-- DATA --
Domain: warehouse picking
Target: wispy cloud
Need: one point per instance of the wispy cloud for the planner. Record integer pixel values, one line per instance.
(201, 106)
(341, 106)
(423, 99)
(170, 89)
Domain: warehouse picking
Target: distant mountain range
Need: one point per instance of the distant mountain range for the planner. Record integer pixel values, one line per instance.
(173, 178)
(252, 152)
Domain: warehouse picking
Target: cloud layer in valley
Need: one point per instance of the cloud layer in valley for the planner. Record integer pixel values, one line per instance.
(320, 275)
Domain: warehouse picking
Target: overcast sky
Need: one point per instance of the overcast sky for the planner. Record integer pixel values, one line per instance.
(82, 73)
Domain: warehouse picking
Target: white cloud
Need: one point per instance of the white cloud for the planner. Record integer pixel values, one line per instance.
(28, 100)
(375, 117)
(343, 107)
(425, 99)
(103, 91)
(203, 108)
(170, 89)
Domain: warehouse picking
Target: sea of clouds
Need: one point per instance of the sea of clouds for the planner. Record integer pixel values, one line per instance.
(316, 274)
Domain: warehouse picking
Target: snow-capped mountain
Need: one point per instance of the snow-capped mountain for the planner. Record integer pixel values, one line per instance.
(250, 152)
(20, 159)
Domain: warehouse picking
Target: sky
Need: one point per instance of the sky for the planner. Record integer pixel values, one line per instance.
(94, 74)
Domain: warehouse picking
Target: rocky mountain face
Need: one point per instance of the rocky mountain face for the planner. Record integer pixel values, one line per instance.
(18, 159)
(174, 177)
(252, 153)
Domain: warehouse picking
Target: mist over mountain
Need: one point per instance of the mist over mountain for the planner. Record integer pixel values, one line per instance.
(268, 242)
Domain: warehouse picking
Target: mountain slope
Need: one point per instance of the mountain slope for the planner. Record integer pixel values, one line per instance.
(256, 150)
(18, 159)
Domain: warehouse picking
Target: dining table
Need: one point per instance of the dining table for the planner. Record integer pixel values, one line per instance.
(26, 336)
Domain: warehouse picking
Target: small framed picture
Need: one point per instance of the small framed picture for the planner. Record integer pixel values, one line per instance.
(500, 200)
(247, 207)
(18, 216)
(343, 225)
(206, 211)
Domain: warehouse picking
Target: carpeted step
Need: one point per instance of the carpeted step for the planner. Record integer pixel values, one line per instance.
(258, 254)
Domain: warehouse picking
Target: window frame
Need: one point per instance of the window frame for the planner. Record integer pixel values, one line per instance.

-- JOB --
Output an exact copy of each record.

-- RESULT OF THE TASK --
Domain: warehouse picking
Target: wispy cloud
Need: one point per instance of the wispy cloud for the planner. Record integer pixel values, one line per instance.
(201, 106)
(341, 106)
(423, 99)
(170, 89)
Domain: warehouse picking
Target: distant mountain range
Need: one point per instance of the distant mountain range for the planner. Record integer pixel values, one line per instance.
(173, 178)
(252, 152)
Domain: warehouse picking
Target: cloud layer in valley
Need: one point per instance of the cloud layer in valley for the planner. Record integer pixel values, one line per instance.
(320, 275)
Domain: warehouse picking
Target: overcast sky
Need: one point per instance of the overcast sky for the planner. Record integer pixel values, one line per instance.
(82, 73)
Domain: warehouse picking
Target: white cloud
Need: one point per instance of the white cloud for the planner. Record integer pixel values, one line per instance.
(28, 100)
(375, 117)
(343, 107)
(425, 99)
(103, 91)
(203, 108)
(170, 89)
Domain: warehouse picking
Target: sea of clouds
Need: one point per instance of the sea of clouds for the planner. Record integer pixel values, one line per instance.
(316, 274)
Domain: warehouse picking
Target: snow-capped mountain
Need: one point per instance of the snow-capped mountain for the planner. Record integer pixel values, one line per instance.
(250, 152)
(20, 159)
Domain: warehouse picking
Target: sky
Need: one point per instance of the sky for the planner. Record integer pixel values, one line per instance.
(94, 74)
Domain: warehouse picking
Target: rocky mountain face
Need: one point per instance of the rocky mountain face for the planner. Record integer pixel values, one line per instance.
(18, 159)
(174, 177)
(252, 153)
Domain: warehouse picking
Target: mist over mountain
Need: one point per instance of the mist over mountain for the planner. Record integer pixel values, one line per instance.
(268, 242)
Domain: warehouse picking
Target: mountain slope
Need: one point per instance of the mountain slope for the planner. Record integer pixel values, one line per instance.
(256, 150)
(18, 159)
Domain: warehouse picking
Target: dining table
Need: one point per instance of the dining table for the planner. Record integer pixel values, one line per instance.
(26, 336)
Domain: warehouse picking
Target: small framed picture
Need: one point per instance of the small framed picture for the planner. Record integer pixel values, one line per instance.
(500, 200)
(247, 207)
(18, 216)
(343, 225)
(206, 211)
Domain: warehouse picking
Target: carpeted step
Need: one point per instance of the carpeted step for the planner. Record integer pixel values, one line per instance.
(258, 254)
Domain: warehouse picking
Target: window frame
Need: one point per instance of the window frame for the planner. Record integer pixel values, one line per instance.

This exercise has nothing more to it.